■ Task description ■
All entries must be extracted exactly, with nothing added or dropped.

■ Dataset content ■
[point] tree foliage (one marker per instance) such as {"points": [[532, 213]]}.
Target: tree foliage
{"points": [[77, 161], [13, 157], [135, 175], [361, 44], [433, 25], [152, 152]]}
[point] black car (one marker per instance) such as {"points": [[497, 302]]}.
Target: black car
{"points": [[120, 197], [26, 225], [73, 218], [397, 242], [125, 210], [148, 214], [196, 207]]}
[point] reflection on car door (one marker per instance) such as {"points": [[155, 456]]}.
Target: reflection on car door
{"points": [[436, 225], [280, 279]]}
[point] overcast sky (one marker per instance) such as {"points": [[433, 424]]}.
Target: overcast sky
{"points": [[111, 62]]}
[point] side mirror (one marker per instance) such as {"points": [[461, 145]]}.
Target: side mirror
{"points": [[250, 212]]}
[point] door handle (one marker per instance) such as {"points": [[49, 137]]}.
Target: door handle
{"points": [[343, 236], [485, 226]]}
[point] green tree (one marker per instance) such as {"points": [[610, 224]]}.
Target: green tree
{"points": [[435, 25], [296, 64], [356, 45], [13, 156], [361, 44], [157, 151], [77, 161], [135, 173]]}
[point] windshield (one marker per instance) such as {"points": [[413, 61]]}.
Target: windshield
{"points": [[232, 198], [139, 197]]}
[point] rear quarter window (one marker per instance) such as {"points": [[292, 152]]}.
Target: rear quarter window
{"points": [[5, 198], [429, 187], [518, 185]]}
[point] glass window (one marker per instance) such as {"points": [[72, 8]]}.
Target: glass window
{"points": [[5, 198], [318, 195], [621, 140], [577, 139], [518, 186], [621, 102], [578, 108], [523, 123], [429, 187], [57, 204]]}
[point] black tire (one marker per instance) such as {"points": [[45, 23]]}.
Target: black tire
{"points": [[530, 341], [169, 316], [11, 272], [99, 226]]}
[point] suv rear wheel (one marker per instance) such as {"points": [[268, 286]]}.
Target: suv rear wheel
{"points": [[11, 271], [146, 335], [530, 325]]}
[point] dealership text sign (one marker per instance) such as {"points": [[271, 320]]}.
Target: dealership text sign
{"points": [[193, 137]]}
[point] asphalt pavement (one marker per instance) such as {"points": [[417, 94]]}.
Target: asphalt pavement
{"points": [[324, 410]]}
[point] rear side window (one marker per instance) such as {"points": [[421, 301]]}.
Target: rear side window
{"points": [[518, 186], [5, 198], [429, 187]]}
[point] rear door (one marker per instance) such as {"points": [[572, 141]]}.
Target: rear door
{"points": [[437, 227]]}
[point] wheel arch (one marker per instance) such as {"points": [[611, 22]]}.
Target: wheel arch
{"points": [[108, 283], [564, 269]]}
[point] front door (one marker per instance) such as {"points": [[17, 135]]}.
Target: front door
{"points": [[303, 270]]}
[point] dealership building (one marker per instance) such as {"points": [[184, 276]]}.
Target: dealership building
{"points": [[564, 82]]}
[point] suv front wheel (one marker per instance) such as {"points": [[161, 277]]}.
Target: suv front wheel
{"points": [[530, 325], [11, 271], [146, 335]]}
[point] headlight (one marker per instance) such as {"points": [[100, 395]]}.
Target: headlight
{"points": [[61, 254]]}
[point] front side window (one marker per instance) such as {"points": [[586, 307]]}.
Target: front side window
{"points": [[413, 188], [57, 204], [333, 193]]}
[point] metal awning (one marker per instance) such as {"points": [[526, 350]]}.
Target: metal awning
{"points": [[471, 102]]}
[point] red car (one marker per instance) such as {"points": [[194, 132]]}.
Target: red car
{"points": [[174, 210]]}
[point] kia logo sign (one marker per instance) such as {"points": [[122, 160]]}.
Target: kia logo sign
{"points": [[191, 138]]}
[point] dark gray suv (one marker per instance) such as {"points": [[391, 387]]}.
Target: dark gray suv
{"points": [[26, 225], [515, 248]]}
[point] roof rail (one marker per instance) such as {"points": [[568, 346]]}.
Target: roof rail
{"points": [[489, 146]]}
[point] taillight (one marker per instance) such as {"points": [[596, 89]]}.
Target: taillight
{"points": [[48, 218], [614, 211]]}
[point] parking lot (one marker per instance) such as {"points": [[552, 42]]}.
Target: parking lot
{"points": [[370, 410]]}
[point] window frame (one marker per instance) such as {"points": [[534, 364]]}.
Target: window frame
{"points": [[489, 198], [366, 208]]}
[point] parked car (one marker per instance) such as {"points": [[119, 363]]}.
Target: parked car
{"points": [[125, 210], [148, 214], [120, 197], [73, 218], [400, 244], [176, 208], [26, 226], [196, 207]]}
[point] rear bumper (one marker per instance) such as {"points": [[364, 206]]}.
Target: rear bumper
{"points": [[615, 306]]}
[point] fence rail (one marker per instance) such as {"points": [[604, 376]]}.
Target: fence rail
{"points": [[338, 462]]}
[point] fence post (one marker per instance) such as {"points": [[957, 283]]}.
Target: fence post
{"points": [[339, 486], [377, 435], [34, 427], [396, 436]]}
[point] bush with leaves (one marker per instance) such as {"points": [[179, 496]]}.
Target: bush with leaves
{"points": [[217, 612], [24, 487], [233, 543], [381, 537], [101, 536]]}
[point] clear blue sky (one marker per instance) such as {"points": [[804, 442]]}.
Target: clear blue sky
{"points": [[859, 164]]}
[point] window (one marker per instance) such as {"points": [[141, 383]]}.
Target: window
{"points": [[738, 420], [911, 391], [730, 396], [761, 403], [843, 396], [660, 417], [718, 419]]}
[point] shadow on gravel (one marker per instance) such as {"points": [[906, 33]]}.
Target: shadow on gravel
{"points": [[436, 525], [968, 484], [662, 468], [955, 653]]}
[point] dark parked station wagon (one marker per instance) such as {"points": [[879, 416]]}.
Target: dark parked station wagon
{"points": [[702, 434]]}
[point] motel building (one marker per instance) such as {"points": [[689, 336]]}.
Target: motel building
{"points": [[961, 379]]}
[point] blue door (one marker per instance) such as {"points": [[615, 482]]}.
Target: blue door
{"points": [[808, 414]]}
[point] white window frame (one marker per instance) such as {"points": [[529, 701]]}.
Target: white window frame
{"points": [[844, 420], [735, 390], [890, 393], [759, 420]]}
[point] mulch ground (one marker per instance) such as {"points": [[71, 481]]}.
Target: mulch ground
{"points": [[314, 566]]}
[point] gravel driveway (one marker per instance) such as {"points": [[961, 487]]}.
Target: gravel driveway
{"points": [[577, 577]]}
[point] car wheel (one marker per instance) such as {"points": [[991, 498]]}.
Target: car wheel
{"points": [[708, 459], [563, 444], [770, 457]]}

■ Result of the exercise ■
[point] tree foliage (one marker per instance) such as {"points": [[532, 213]]}.
Target: tree foliage
{"points": [[77, 161], [13, 157], [135, 175], [361, 44], [433, 25], [152, 152]]}
[point] black car (one marker per instance) such as {"points": [[497, 302]]}.
Target: black car
{"points": [[120, 197], [26, 225], [73, 218], [397, 242], [125, 210], [148, 214], [196, 207]]}
[point] reflection on car door (one marker per instance) such as {"points": [[155, 456]]}.
Target: reflection on car door
{"points": [[436, 225], [280, 279]]}
[point] overcast sky (one marker per instance) such as {"points": [[433, 424]]}.
Target: overcast sky
{"points": [[111, 62]]}
[point] side mirror (one marker per instance) such as {"points": [[461, 145]]}.
Target: side mirror
{"points": [[250, 212]]}
[point] door handle (one marker per instance) such as {"points": [[49, 137]]}.
Target: door handle
{"points": [[343, 236], [485, 226]]}
[point] green tree (one marker per instance) such as {"points": [[610, 224]]}.
Target: green tree
{"points": [[435, 25], [296, 64], [356, 45], [13, 156], [361, 44], [157, 151], [77, 161], [135, 173]]}
[point] windshield (one marker per instance) such as {"points": [[413, 61]]}.
Target: windshield
{"points": [[232, 198], [139, 197]]}
[point] rear quarter window (one marker per instance) such as {"points": [[292, 152]]}.
Target: rear quarter window
{"points": [[5, 198], [429, 187], [518, 185]]}
[point] glass window (one marker per instance) such as {"points": [[72, 8]]}.
Target: glass window
{"points": [[5, 198], [318, 195], [621, 140], [577, 139], [518, 186], [621, 102], [578, 108], [523, 123], [429, 187], [57, 204]]}
[point] black tire (one marker per instance) such as {"points": [[45, 23]]}.
Target: black tire
{"points": [[530, 341], [169, 316], [11, 272], [99, 226]]}
[point] suv rear wheel (one marker per instance) such as {"points": [[268, 286]]}.
Target: suv rear wheel
{"points": [[11, 271], [146, 335], [530, 325]]}
[point] dealership text sign (one marker per instance) such as {"points": [[271, 320]]}.
Target: dealership text sign
{"points": [[193, 137]]}
[point] asphalt pavement (one marker per instance) such as {"points": [[417, 94]]}.
Target: asphalt pavement
{"points": [[324, 410]]}
[point] rear side window (one marker per instance) such as {"points": [[421, 301]]}.
Target: rear side window
{"points": [[518, 186], [5, 198], [429, 187]]}
[point] rear door (one marker per instance) such as {"points": [[572, 141]]}.
Target: rear door
{"points": [[437, 227]]}
[point] wheel arch (one marker per instance) such as {"points": [[611, 22]]}.
Target: wheel arch
{"points": [[108, 283], [564, 269]]}
[point] front door (one marker per instance) such as {"points": [[17, 135]]}.
Target: front door
{"points": [[303, 270]]}
[point] dealership building (one marker per instance) such as {"points": [[184, 276]]}.
Target: dealership building
{"points": [[564, 82]]}
[point] suv front wheel (one marker per instance) such as {"points": [[161, 277]]}.
Target: suv front wheel
{"points": [[530, 325], [11, 271], [146, 335]]}
[point] headlight (one marker per instance) such as {"points": [[100, 395]]}.
Target: headlight
{"points": [[61, 254]]}
[point] front side window (one marker per instance) such as {"points": [[586, 307]]}.
Target: front side window
{"points": [[413, 188], [57, 204], [333, 193]]}
[point] metal awning (one marker per instance) such as {"points": [[526, 350]]}.
Target: metal awning
{"points": [[471, 102]]}
[point] red car (one marker per instance) such as {"points": [[194, 132]]}.
Target: red car
{"points": [[174, 210]]}
[point] kia logo sign (one marker per instance) such as {"points": [[122, 160]]}.
Target: kia logo sign
{"points": [[191, 138]]}
[point] dark gray suv (one marker per instance) such as {"points": [[391, 387]]}.
Target: dark gray suv
{"points": [[26, 225], [515, 248]]}
[point] roof rail (one marker per instance) such as {"points": [[568, 346]]}.
Target: roof rail
{"points": [[489, 146]]}
[point] taillight (one marker per instance) such as {"points": [[596, 89]]}.
Target: taillight
{"points": [[48, 218], [614, 211]]}
[point] parking lot (one marker per instance) such as {"points": [[552, 42]]}.
Target: parking lot
{"points": [[370, 410]]}
[point] window frame (one marker per instance) such as {"points": [[534, 364]]}.
Target: window frame
{"points": [[489, 198], [366, 208]]}
[point] parked car (one marker per instance) such as {"points": [[119, 363]]}.
Target: parked car
{"points": [[125, 210], [148, 214], [120, 197], [73, 218], [400, 244], [176, 208], [26, 226], [196, 207]]}
[point] rear bumper (one marker per instance) such as {"points": [[364, 206]]}.
Target: rear bumper
{"points": [[615, 306]]}
[point] fence rail (one marker per instance) such as {"points": [[604, 376]]}.
Target: fence rail
{"points": [[338, 462]]}
[point] fence post (one marker per instance) such as {"points": [[957, 283]]}.
Target: fence post
{"points": [[339, 486], [377, 435], [34, 427], [396, 436]]}
[point] bush with leaves (one marker per instance) such as {"points": [[179, 496]]}.
Target: bush with leaves
{"points": [[217, 612], [24, 487], [233, 543], [381, 537], [101, 536]]}
[point] clear blue sky (one marker per instance) such as {"points": [[804, 442]]}.
Target: clear blue sky
{"points": [[859, 164]]}
[point] window (one marker per instance) such as {"points": [[141, 383]]}.
Target: window
{"points": [[738, 420], [911, 391], [730, 396], [761, 403], [843, 396], [660, 417], [718, 419]]}
[point] shadow on gravel (one marker per instance) such as {"points": [[906, 33]]}.
Target: shadow on gravel
{"points": [[436, 525], [968, 484], [662, 468], [955, 653]]}
[point] dark parked station wagon (one marker per instance) such as {"points": [[879, 416]]}.
Target: dark parked station wagon
{"points": [[702, 434]]}
[point] motel building (one marker per instance) such as {"points": [[689, 336]]}.
Target: motel building
{"points": [[961, 379]]}
[point] blue door (one marker per instance) such as {"points": [[615, 482]]}.
Target: blue door
{"points": [[808, 414]]}
[point] white window frame (one marker per instance) such as {"points": [[529, 701]]}.
Target: white window frame
{"points": [[844, 420], [735, 390], [890, 393], [759, 420]]}
[point] mulch ground (one marker per instance) such as {"points": [[71, 481]]}.
Target: mulch ground
{"points": [[314, 566]]}
[point] gravel driveway (one marker per instance) such as {"points": [[961, 487]]}.
Target: gravel driveway
{"points": [[577, 577]]}
[point] car wheel (one marker per instance) such as {"points": [[991, 498]]}.
Target: car wheel
{"points": [[708, 459], [563, 444], [770, 457]]}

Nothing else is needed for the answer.